▶ Exercise objective
Show each line of the records below where the word "rubber" occurs.

(Records drawn from a dataset)
------------------------

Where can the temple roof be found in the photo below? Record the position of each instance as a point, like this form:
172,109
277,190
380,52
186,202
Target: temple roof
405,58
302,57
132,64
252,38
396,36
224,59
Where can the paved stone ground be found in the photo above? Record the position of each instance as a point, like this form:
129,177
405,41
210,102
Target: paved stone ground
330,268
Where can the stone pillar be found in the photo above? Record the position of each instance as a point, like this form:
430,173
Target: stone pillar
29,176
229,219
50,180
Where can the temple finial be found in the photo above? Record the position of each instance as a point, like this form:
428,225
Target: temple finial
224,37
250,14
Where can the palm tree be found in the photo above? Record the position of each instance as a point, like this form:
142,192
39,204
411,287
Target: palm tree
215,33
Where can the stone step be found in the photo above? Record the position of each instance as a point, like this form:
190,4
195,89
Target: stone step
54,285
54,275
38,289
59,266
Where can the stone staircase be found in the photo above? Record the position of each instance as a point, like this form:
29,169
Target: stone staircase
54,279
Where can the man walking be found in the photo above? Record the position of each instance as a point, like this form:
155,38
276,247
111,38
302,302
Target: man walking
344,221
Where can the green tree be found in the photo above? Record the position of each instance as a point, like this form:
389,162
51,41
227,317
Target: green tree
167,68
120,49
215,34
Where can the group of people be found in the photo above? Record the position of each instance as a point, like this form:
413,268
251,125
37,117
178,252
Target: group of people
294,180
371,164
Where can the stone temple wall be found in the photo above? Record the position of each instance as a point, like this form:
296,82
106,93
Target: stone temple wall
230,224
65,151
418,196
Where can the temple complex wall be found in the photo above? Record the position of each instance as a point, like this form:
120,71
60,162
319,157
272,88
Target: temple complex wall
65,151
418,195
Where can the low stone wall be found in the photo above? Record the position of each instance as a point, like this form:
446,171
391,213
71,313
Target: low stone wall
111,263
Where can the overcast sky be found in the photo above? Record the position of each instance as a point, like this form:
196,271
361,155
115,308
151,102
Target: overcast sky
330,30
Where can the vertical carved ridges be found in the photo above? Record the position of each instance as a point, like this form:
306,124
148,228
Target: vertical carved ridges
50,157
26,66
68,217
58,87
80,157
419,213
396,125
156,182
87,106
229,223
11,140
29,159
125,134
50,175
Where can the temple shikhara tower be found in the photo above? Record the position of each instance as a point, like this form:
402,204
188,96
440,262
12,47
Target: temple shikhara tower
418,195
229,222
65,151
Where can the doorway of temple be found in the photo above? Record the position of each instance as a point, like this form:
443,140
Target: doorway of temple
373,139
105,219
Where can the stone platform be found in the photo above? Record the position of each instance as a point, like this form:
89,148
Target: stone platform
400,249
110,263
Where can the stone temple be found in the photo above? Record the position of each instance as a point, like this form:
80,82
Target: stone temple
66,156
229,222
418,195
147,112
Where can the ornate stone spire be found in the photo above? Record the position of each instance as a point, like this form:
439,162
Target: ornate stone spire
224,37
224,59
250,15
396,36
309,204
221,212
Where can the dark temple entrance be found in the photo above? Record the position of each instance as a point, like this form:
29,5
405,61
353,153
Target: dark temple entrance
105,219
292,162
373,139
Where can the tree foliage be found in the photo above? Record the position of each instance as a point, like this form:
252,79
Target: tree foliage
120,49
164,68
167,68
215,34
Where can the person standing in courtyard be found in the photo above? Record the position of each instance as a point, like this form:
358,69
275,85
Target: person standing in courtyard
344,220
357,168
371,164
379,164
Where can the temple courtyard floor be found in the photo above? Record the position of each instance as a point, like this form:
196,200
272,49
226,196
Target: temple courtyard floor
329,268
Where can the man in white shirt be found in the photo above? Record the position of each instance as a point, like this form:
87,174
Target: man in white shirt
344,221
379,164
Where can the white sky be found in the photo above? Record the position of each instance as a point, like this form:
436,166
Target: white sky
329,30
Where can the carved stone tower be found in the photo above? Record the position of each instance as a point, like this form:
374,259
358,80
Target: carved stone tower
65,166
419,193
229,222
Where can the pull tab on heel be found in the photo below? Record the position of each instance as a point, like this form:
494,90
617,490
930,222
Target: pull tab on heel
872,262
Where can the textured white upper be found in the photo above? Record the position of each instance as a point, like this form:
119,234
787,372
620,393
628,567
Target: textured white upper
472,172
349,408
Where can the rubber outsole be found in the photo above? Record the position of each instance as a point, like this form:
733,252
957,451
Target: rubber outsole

------------------------

▶ Response for this exercise
Where can the rubber outsole be found in the photo above? Record the position of each instance as a point, like this form:
Target: rubber outsole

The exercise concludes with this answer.